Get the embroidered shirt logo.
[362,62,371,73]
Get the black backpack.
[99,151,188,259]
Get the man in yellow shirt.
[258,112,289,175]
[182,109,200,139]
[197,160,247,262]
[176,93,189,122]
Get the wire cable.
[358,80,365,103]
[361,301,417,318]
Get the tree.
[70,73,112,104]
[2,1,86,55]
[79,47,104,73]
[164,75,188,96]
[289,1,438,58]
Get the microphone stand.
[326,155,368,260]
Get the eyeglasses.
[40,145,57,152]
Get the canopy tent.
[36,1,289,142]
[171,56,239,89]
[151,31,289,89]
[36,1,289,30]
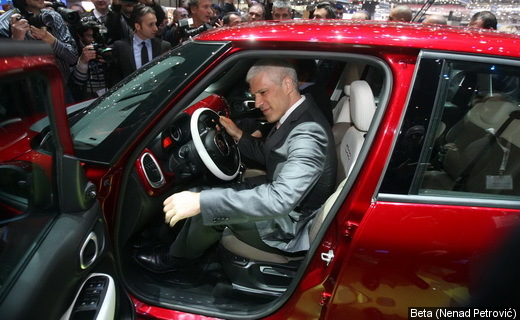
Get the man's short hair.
[390,4,413,22]
[316,2,336,19]
[273,0,292,12]
[222,11,244,25]
[246,58,298,89]
[130,3,155,28]
[469,11,497,30]
[247,2,265,20]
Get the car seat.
[422,96,520,194]
[220,81,375,296]
[336,80,376,181]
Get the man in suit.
[109,4,171,86]
[136,60,337,273]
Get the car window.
[0,72,58,300]
[61,43,226,162]
[381,53,520,200]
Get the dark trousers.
[170,179,284,259]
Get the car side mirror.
[0,161,52,226]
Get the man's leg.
[170,214,221,259]
[135,215,224,273]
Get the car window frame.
[374,50,520,209]
[116,47,395,318]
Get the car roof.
[0,39,53,57]
[196,19,520,57]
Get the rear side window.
[0,72,58,301]
[381,54,520,200]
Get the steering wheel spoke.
[190,108,240,181]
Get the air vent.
[141,153,166,188]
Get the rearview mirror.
[0,161,52,225]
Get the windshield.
[66,42,226,162]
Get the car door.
[0,41,133,319]
[320,52,520,319]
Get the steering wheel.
[190,108,240,181]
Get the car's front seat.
[217,81,375,296]
[336,80,376,181]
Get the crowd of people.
[0,0,518,103]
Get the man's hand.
[220,116,244,141]
[163,191,200,227]
[31,26,56,46]
[11,13,31,40]
[79,44,96,64]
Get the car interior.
[112,53,390,319]
[420,63,520,197]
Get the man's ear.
[283,77,294,94]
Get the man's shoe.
[135,247,196,273]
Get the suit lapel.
[264,99,309,155]
[127,37,137,73]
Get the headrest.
[343,84,350,97]
[468,97,519,129]
[350,80,376,132]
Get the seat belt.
[452,110,520,191]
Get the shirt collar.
[134,33,152,46]
[278,95,305,127]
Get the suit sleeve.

**Exercise objective**
Arrange all the data above as a Markdown table with the columns Row and Data line, numbering each row and skipping blank lines. Leave the pictures out of the table.

**Correct result**
| Row | Data line |
|---|---|
| 1 | Get the embroidered shirt logo. |
| 2 | [362,62,371,73] |
| 3 | Get the black backpack. |
| 4 | [99,151,188,259] |
| 5 | Get the man in yellow shirt. |
| 6 | [258,112,289,175] |
| 7 | [182,109,200,139] |
| 8 | [197,160,247,262] |
| 9 | [176,93,189,122] |
| 10 | Get the wire cable. |
| 11 | [358,80,365,103] |
| 12 | [361,301,417,318] |
| 13 | Get the tree. |
| 14 | [70,73,112,104] |
| 15 | [2,1,86,55] |
| 16 | [79,47,104,73] |
| 17 | [164,75,188,96] |
| 18 | [289,1,438,58] |
| 19 | Get the microphone stand. |
| 20 | [326,155,368,260] |
| 21 | Get the eyeglasses. |
| 22 | [40,145,57,152] |
| 23 | Get the canopy tent. |
| 24 | [36,1,289,142] |
| 25 | [171,56,239,89] |
| 26 | [151,31,289,89] |
| 27 | [36,1,289,30] |
| 28 | Get the man's short hair. |
| 29 | [390,4,413,22] |
| 30 | [316,2,336,19] |
| 31 | [273,0,292,12] |
| 32 | [222,11,244,25] |
| 33 | [246,58,298,89] |
| 34 | [130,3,155,28] |
| 35 | [469,11,497,30] |
| 36 | [247,2,265,20] |
| 37 | Get the car seat. |
| 38 | [422,96,520,194] |
| 39 | [220,81,375,296] |
| 40 | [336,80,376,181] |
| 41 | Get the man in suit. |
| 42 | [109,4,171,86] |
| 43 | [136,60,337,273] |
| 44 | Get the car window. |
| 45 | [0,72,58,300] |
| 46 | [61,43,226,162] |
| 47 | [381,53,520,200] |
| 48 | Get the dark trousers. |
| 49 | [170,179,284,259] |
| 50 | Get the car side mirror. |
| 51 | [0,161,52,226] |
| 52 | Get the man's leg. |
| 53 | [170,214,221,259] |
| 54 | [135,215,224,273] |
| 55 | Get the car window frame. |
| 56 | [374,50,520,209] |
| 57 | [116,47,395,318] |
| 58 | Get the car roof. |
| 59 | [0,39,53,57] |
| 60 | [196,19,520,57] |
| 61 | Get the rear side window. |
| 62 | [0,72,58,301] |
| 63 | [381,54,520,200] |
| 64 | Get the steering wheel spoke. |
| 65 | [190,108,240,181] |
| 66 | Get the air vent. |
| 67 | [141,153,166,188] |
| 68 | Get the rearview mirror. |
| 69 | [0,161,52,225] |
| 70 | Get the windshield. |
| 71 | [66,42,226,162] |
| 72 | Get the car door. |
| 73 | [0,41,133,319] |
| 74 | [320,52,520,319] |
| 75 | Get the steering wheel. |
| 76 | [190,108,240,181] |
| 77 | Get the car's front seat. |
| 78 | [217,81,375,296] |
| 79 | [336,80,376,181] |
| 80 | Get the crowd of people. |
| 81 | [0,0,518,103] |
| 82 | Get the man's hand. |
| 83 | [220,116,244,141] |
| 84 | [163,191,200,227] |
| 85 | [31,26,56,46] |
| 86 | [11,13,31,40] |
| 87 | [79,44,96,64] |
| 88 | Get the car interior. |
| 89 | [112,53,390,319] |
| 90 | [420,63,520,197] |
| 91 | Get the man's ear. |
| 92 | [283,77,294,94] |
| 93 | Get the man's shoe. |
| 94 | [135,247,196,273] |
| 95 | Get the suit lapel. |
| 96 | [264,99,309,155] |
| 97 | [127,37,137,73] |
| 98 | Get the headrest. |
| 99 | [343,84,350,97] |
| 100 | [468,97,519,129] |
| 101 | [350,80,376,132] |
| 102 | Get the seat belt. |
| 103 | [452,110,520,191] |
| 104 | Get the shirt collar. |
| 105 | [134,33,152,46] |
| 106 | [278,95,305,127] |
| 107 | Get the suit sleeve. |